_ПИСЬМЕННОЕ ЗАДАНИЕ 1_.
На каком острове произошла история с Тапнером, описанная в отрывке о Короленко и смертной казни?
_ПИСЬМЕННОЕ ЗАДАНИЕ 2_.
Продолжите отрывок о Короленко и смертной казни, начав сразу после его последнего предложения.

_ВЫБРАННЫЙ ОТРЫВОК_.
Короленко обращается к примеру Гюго, который уже тогда воспринимался как абсолютный идеал борца против смертной казни. Он описывает ситуацию, произошедшую на острове Гернси в проливе Ла-Манш, где писатель довольно долго жил, когда был вынужден по политическим причинам покинуть Францию. Джон Шарль Тапнер совершил на острове несколько убийств и был приговорен к повешению. Гюго пылко вступился за него: «Для меня, для всех нас этот убийца более не убийца, этот поджигатель более не поджигатель. Это дрожащее существо, и я хочу его защитить», – писал он и опять возвращался к своей любимой мысли: «Не примите на себя страшной ответственности захвата божественного права человеческим правом». Для Короленко слова Гюго (и, кстати, отмена смертного приговора для Тапнера после множества просьб и петиций) составляли суровый контраст с ситуацией в России, где люди поневоле привыкали к происходящему: «Что сказал бы теперь великий поэт и гуманист, если бы дожил до нашего русского „обновления“ и увидел целую страну, где не один человек, а сотни и тысячи живут со взглядами, устремленными на свой последний день, в то время как другие дышат свободно, разговаривают, смеются…»
Короленко заканчивает мрачным пророчеством, предрекая наступление новой революции:
Кто поручится, что вал не поднимется опять, так же неожиданно и еще более грозно? Нужно ли, чтобы в своем возвратном течении он принес и швырнул среди стихийного грохота эти тысячи трупов, задавленных в период «успокоения»?.. Чтобы к историческим счетам прибавились еще слезы, стоны и крики мести отцов, матерей, сестер и братьев, продолжающих накоплять в «годы успокоения» свои страшные иски? Нужно ли?

_ДАННЫЕ_.

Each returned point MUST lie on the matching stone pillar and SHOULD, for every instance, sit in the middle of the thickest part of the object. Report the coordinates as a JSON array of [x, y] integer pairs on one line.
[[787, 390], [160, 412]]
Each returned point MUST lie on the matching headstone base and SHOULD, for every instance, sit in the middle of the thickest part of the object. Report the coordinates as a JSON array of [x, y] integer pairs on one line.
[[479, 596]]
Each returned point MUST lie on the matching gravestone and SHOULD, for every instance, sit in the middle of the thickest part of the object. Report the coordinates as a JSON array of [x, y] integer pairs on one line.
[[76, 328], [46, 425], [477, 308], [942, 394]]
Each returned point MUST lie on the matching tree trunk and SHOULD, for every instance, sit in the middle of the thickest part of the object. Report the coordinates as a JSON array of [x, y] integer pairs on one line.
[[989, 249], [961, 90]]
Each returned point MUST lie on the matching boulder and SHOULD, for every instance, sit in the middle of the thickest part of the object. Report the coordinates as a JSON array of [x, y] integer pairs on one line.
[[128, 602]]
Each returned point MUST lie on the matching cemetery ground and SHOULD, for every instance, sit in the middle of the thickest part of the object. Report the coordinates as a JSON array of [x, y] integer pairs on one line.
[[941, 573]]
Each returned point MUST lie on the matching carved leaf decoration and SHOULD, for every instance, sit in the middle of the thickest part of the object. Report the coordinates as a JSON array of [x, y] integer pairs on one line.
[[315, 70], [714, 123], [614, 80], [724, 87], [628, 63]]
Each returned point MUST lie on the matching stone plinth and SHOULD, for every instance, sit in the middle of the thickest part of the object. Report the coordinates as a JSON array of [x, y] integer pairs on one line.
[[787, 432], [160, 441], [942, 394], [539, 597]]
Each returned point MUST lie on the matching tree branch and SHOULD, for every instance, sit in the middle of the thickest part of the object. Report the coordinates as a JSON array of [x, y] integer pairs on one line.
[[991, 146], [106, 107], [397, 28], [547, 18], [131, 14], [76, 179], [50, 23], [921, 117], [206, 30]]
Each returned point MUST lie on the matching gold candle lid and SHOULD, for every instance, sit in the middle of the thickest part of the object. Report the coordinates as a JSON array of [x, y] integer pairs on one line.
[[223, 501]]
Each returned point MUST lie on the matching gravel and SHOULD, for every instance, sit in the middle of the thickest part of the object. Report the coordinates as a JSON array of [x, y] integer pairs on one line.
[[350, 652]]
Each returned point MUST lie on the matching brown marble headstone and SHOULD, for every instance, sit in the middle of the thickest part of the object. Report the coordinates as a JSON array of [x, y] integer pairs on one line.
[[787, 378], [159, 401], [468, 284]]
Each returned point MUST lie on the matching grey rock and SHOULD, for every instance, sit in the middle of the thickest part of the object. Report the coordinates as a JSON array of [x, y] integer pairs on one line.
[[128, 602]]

_ОТВЕТ К ЗАДАНИЮ 1_.
На острове Гернси в проливе Ла-Манш.

_ОТВЕТ К ЗАДАНИЮ 2_.
А ведь это было только начало ХХ века – еще впереди мировые войны и ужасающие диктаторские режимы, все новые и новые виды вооружений, все новые и новые способы глумления над человеком. Привычка к насилию, спокойная реакция на чью-то очередную смерть вырабатывались постепенно – в результате войн, революций, репрессий, терактов. Но смертная казнь, которая так часто воспринимается как способ борьбы с насилием, на самом-то деле закрепляет его, превращает в нечто обыденное и привычное.
Через полвека после Короленко другой писатель, живший в совершенно иных обстоятельствах и исповедовавший идеи, сильно отличавшиеся от взглядов Владимира Галактионовича, – Альбер Камю – в своем эссе «Размышления о гильотине» тоже написал о развращающем воздействии смертной казни на всех, кто хоть как-то с ней соприкасается.
На преступников, которых за много веков существования казней так и не удалось запугать:
Вся без исключения статистика, относящаяся к тем странам, где смертная казнь отменена, и ко всем прочим, показывает, что не существует никакой связи между ее отменой и уровнем преступности. Последняя не растет и не сокращается. Гильотина существует сама по себе, преступление – само по себе; их связывает только закон
[195].
На тех, кто вынужден присутствовать при казни:
Можно без труда проследить показательные последствия этих ритуалов на общественное мнение – всплески распаляемого ими садизма, мелкое и мерзкое тщеславие, которое они возбуждают у части уголовников. У эшафота не найти никакого благородного чувства – только отвращение, презрение да самое низкое злорадство. Эти последствия общеизвестны. Благопристойности ради гильотину перенесли с Ратушной площади за специальные загородки, а потом – за стены тюрьмы. Меньше известно о чувствах людей, которые по долгу службы обязаны присутствовать на такого рода представлениях. Прислушаемся же к словам директора английской тюрьмы, который признается в «остром чувстве личного стыда», или тюремного капеллана, который вспоминает об «ужасе, стыде и унижении». Попробуем представить себе чувства человека, вынужденного убивать по распоряжению, – я имею в виду палача. А что прикажете думать о тех чиновниках, которые называют гильотину «драндулетом», а казнимого – «клиентом» или «посылкой»?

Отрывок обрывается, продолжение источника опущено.